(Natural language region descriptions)
● ● ●
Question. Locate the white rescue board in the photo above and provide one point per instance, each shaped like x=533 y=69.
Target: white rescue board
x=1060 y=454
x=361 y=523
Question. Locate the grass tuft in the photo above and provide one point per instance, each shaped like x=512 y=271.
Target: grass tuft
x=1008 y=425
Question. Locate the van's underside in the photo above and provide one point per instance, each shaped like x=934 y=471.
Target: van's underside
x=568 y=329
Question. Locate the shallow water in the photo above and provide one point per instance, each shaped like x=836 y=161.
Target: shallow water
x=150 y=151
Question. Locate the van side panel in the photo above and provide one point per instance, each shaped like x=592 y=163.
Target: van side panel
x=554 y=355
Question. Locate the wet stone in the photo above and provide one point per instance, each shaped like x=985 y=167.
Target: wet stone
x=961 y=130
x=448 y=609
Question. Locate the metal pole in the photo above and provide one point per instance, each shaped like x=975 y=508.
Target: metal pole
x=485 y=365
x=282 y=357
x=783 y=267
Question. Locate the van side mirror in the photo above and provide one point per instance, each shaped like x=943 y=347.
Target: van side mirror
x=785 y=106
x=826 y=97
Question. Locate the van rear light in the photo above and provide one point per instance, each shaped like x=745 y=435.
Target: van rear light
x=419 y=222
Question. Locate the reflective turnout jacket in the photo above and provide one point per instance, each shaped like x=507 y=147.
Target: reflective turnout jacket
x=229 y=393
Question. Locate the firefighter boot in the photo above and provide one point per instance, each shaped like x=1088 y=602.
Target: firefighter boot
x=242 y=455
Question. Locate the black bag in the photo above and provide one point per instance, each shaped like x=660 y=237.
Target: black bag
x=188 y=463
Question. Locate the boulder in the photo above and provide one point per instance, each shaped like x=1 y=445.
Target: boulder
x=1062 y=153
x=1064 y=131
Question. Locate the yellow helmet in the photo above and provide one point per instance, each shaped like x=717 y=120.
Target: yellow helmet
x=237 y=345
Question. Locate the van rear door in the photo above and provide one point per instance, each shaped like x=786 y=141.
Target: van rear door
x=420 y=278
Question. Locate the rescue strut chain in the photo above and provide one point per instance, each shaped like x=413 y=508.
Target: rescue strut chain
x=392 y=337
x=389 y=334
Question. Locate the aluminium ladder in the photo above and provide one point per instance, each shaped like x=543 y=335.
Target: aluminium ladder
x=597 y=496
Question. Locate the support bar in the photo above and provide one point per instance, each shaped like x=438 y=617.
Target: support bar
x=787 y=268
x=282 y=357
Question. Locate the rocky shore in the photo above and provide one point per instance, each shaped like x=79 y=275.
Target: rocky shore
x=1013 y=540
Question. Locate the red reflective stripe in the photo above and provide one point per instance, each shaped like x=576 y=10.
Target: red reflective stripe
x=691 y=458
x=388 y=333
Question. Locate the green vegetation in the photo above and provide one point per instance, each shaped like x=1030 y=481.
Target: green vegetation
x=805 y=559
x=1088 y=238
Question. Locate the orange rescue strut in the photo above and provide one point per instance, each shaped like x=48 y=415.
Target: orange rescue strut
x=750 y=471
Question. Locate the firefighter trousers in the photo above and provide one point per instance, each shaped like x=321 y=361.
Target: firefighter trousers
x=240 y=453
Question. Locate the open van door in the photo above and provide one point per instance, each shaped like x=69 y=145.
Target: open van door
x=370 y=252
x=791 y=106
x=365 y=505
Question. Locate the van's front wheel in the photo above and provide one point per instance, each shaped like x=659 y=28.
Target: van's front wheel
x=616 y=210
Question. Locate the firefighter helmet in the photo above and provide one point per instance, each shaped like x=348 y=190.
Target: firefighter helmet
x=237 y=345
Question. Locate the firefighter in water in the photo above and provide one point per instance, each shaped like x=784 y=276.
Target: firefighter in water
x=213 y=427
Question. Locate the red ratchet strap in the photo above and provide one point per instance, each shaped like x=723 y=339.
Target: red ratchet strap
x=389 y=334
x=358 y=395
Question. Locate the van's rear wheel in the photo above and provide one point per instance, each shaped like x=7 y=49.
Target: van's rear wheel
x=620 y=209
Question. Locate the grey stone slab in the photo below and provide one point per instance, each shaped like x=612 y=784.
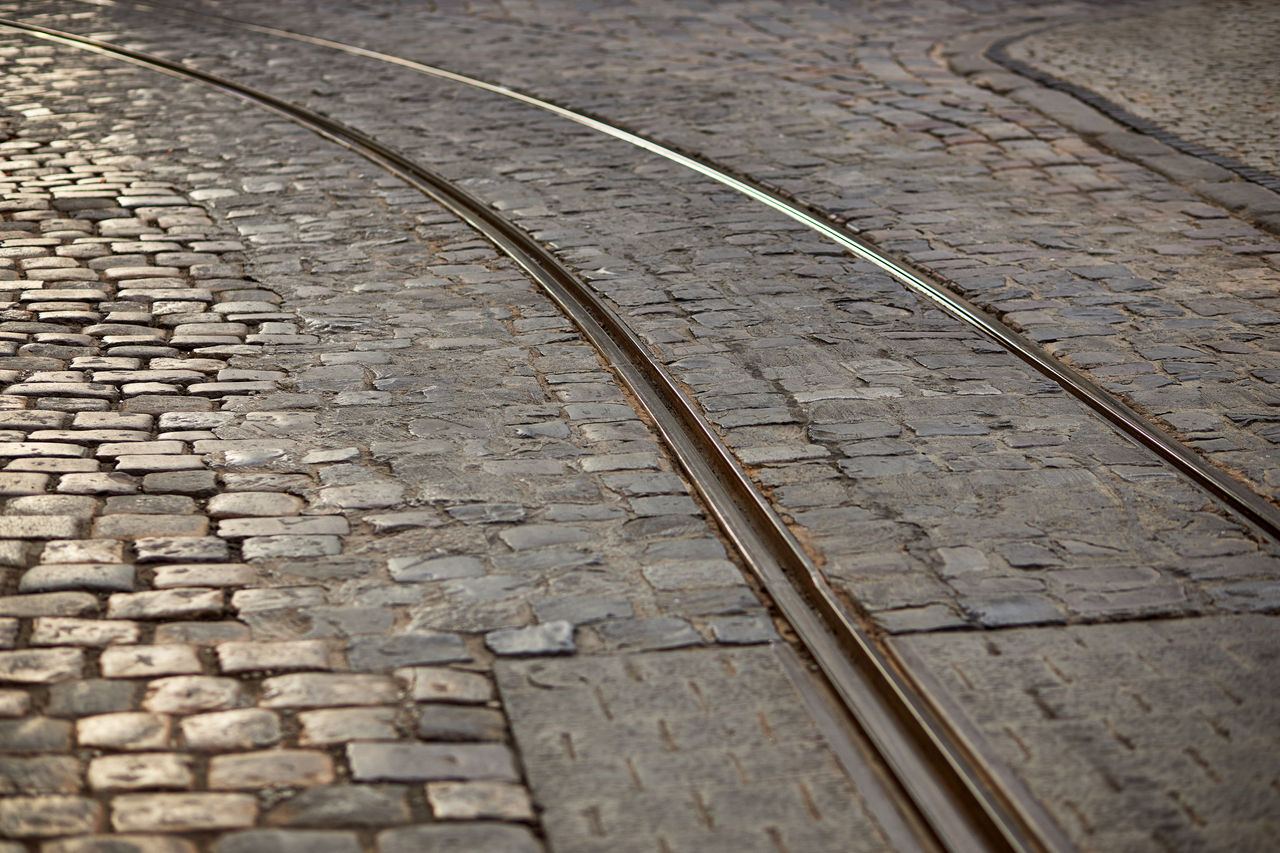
● ● ●
> Task statement: The lines to copy run from the line containing "Question. Locate the orange" through the end of the data above; copy exactly those, minus the pictures.

> Reply to the exercise:
Question. Locate the orange rescue strut in the photo above and provide one point per instance, each shaped like x=48 y=415.
Target: orange rescue strut
x=750 y=471
Question. Locate the firefighter trousers in the photo above and provide one point per instance, each shaped like x=321 y=361.
Target: firefighter trousers
x=240 y=453
Question. Locate the open van door in the photo above and provide one point per instance, each shaped like x=69 y=145.
Target: open van door
x=370 y=252
x=791 y=106
x=365 y=505
Question. Locate the van's front wheel in the photo above and provide one point per instance, each shaped like x=659 y=28.
Target: van's front wheel
x=616 y=210
Question. Locate the firefighter helmet in the photo above and provide one point per instance, each shaped like x=348 y=190.
Target: firefighter helmet
x=237 y=345
Question. Locate the firefighter in water in the photo above and provide one point per instance, each shaped like x=784 y=276.
Target: firefighter in water
x=213 y=427
Question. Locate the red ratchet strap in the photo above and provide one point per instance, each shaped like x=723 y=339.
Target: red ratchet strap
x=389 y=334
x=358 y=395
Question. Locate the van's rear wheel in the photo above and provide one point per instance, each shaped like x=7 y=49.
Target: van's rear wheel
x=620 y=209
Question. Locate the grey stone slab in the photo below and provide one point per instance, each shaped like x=612 y=784.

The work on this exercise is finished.